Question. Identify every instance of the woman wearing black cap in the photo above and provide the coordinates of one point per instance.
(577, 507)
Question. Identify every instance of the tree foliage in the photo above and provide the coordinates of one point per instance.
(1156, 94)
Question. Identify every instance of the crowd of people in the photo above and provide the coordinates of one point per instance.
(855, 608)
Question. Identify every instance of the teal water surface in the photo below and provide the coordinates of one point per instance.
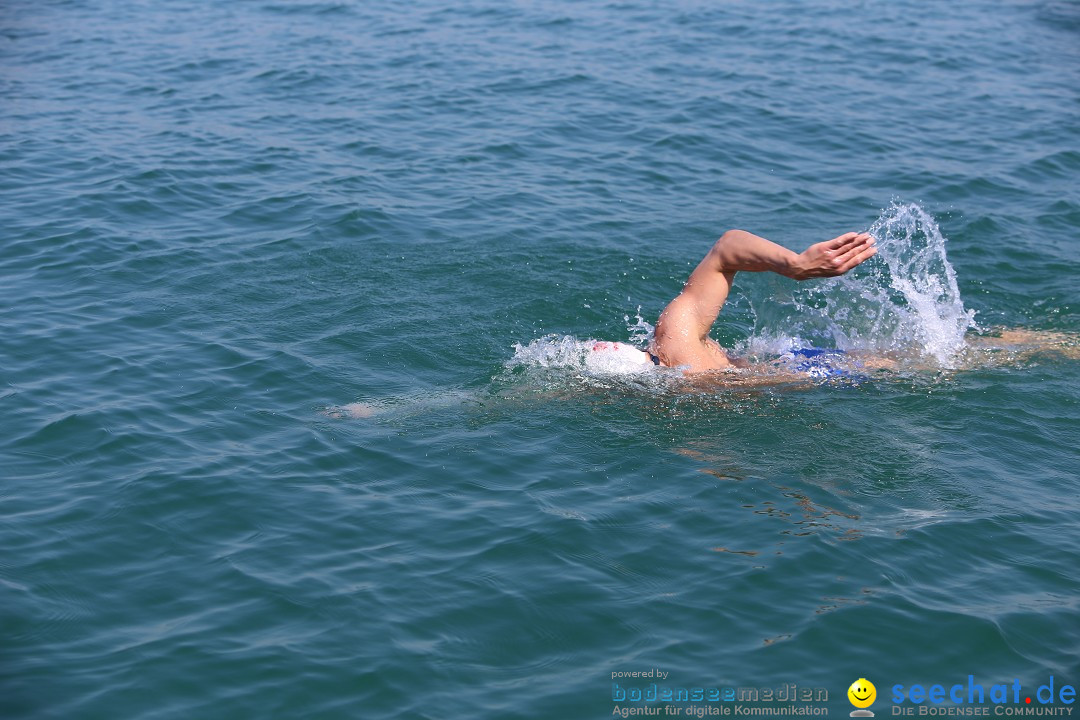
(294, 418)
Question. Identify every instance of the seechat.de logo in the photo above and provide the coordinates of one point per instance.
(862, 693)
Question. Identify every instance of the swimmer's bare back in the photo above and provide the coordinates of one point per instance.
(682, 335)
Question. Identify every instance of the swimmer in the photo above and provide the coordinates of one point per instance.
(682, 335)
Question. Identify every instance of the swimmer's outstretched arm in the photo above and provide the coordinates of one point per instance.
(682, 334)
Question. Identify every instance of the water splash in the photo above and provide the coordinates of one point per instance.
(903, 302)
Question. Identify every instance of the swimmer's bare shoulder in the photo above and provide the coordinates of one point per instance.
(682, 335)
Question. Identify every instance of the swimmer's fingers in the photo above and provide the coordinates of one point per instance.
(841, 243)
(855, 254)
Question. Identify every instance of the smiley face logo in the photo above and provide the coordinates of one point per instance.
(862, 693)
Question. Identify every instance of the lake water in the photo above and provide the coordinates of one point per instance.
(298, 416)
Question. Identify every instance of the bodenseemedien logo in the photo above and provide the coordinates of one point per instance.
(862, 693)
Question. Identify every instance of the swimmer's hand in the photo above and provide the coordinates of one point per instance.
(833, 257)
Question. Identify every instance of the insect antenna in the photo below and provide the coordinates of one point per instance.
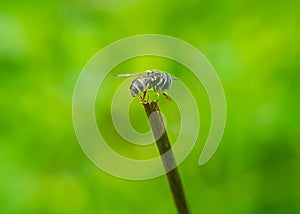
(129, 75)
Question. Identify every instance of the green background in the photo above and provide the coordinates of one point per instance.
(255, 49)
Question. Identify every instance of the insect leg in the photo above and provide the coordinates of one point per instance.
(143, 101)
(167, 96)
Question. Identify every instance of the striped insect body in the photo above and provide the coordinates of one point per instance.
(159, 81)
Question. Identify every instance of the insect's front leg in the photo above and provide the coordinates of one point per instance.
(167, 96)
(143, 101)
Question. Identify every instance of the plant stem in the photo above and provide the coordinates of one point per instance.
(163, 144)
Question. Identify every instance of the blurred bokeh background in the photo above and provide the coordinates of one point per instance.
(255, 49)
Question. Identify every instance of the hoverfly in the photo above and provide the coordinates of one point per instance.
(159, 81)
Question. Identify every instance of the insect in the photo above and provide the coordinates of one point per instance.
(159, 81)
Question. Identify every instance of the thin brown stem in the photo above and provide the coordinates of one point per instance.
(165, 150)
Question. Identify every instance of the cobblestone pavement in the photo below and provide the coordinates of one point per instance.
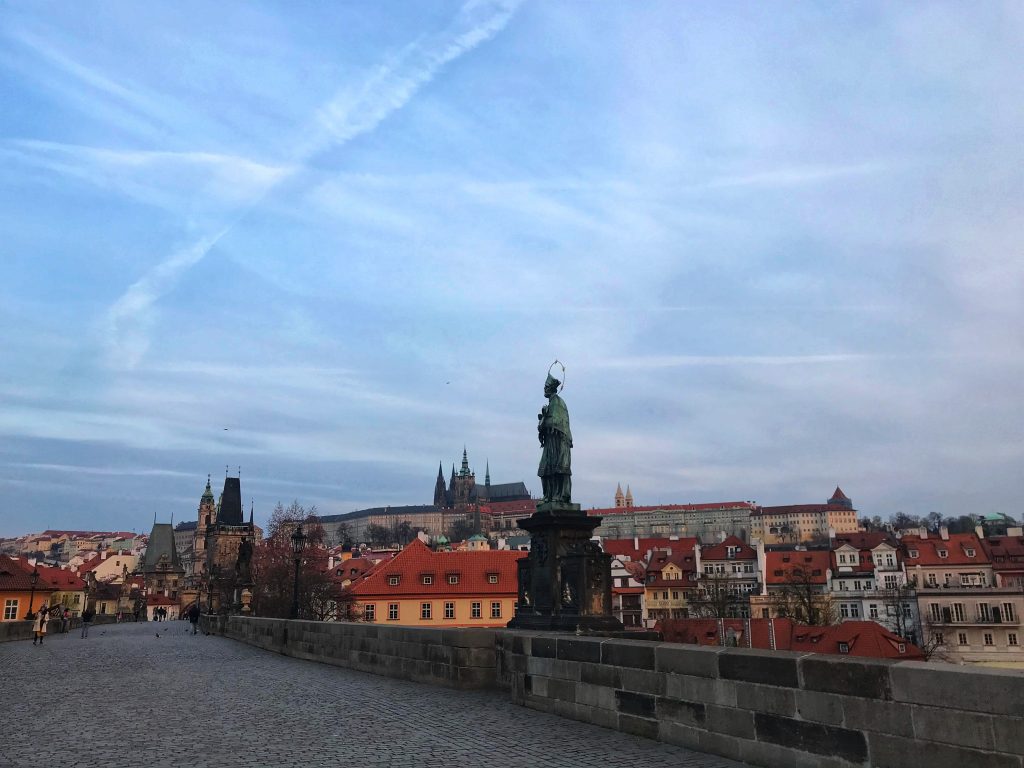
(127, 697)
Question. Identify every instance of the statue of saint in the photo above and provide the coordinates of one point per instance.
(556, 441)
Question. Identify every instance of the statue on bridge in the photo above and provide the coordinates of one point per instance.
(556, 443)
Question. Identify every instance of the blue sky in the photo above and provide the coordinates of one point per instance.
(777, 246)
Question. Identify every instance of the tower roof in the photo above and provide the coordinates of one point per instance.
(207, 494)
(839, 496)
(230, 503)
(161, 553)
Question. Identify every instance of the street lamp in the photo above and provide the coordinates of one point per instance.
(298, 544)
(33, 580)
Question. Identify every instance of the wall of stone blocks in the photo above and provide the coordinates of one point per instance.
(454, 657)
(774, 709)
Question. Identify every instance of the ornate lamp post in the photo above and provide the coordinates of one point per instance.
(298, 544)
(33, 580)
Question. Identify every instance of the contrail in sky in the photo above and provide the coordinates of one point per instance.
(349, 114)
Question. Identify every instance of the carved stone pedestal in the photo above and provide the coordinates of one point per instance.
(565, 583)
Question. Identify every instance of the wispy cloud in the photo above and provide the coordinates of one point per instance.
(166, 178)
(664, 361)
(349, 114)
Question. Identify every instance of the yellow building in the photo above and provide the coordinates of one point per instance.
(802, 522)
(423, 588)
(16, 593)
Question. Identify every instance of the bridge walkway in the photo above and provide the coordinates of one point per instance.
(125, 696)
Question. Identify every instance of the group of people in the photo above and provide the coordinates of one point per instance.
(47, 612)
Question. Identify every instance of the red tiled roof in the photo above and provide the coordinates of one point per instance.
(955, 549)
(626, 546)
(60, 579)
(860, 638)
(721, 551)
(790, 509)
(671, 508)
(867, 539)
(865, 639)
(1005, 552)
(781, 566)
(418, 560)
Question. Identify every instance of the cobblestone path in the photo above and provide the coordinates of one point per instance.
(126, 697)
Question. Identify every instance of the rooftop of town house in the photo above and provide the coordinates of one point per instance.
(421, 570)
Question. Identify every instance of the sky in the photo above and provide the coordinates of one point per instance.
(777, 248)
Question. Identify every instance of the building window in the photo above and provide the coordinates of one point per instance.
(1009, 614)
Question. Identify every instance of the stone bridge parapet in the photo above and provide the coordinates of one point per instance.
(778, 709)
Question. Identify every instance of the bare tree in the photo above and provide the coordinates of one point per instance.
(716, 597)
(803, 598)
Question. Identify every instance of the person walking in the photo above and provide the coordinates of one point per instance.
(87, 615)
(41, 617)
(194, 616)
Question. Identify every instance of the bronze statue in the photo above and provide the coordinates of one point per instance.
(556, 441)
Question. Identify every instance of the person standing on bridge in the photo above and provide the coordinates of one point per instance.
(87, 615)
(41, 619)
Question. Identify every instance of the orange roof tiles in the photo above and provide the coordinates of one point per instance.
(780, 566)
(955, 548)
(721, 551)
(417, 560)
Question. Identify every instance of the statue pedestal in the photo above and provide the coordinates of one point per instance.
(565, 582)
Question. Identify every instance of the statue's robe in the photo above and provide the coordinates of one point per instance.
(556, 456)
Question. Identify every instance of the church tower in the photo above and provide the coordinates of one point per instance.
(440, 493)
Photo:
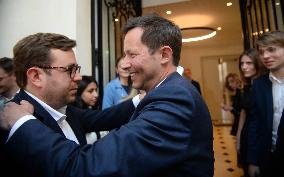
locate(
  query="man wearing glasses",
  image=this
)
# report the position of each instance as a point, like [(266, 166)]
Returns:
[(48, 74), (8, 85)]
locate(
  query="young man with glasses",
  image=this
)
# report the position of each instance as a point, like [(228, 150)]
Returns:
[(47, 72), (8, 85)]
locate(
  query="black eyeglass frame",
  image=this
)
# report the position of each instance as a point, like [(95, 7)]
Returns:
[(72, 69)]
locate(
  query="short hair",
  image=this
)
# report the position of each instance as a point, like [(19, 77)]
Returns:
[(271, 38), (157, 32), (7, 65), (34, 50)]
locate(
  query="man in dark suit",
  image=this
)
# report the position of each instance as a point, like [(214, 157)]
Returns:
[(169, 135), (266, 126), (47, 73)]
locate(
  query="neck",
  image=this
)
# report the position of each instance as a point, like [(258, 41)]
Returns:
[(163, 76)]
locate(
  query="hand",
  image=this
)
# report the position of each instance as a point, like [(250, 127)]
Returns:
[(253, 170), (227, 107), (13, 112), (142, 94)]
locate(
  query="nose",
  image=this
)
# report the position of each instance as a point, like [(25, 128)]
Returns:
[(265, 54), (77, 77), (244, 66), (126, 63), (95, 94)]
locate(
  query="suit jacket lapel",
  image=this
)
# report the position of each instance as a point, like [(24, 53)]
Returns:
[(74, 123), (269, 102)]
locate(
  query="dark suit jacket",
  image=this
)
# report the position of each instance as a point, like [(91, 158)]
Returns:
[(197, 86), (169, 135), (260, 127), (80, 120)]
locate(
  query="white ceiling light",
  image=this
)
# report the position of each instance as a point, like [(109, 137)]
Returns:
[(229, 4), (169, 12), (198, 33)]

### EXERCISE
Everything from the line that contains "like [(258, 41)]" to the last line of the records, restated word for word, is the required output.

### RESULT OF THE EXERCISE
# report the position of each instance as a point, like [(258, 41)]
Returns:
[(163, 76)]
locate(
  query="hand",
  image=this
)
# report the position of each instance as a point, like [(250, 127)]
Returns:
[(253, 170), (227, 107), (13, 112), (142, 94)]
locate(
  query="nose",
  image=this
)
# report the position of each instance as a point, like [(25, 128)]
Returns:
[(265, 54), (77, 77), (244, 66), (126, 63), (95, 94)]
locate(
  query="suit jacket lapel",
  image=this
)
# report the position of each instance as a point, like [(24, 53)]
Returns:
[(74, 123), (269, 102)]
locate(
  query="dark suit jacket",
  image=this
)
# report the position of each instance as a point, like [(91, 158)]
Returns:
[(197, 86), (169, 135), (260, 127), (80, 120)]
locate(
  query="white ceiling light",
  image=this
)
# report the position of each instance as a point, like [(109, 137)]
Returns:
[(229, 4), (169, 12), (198, 33)]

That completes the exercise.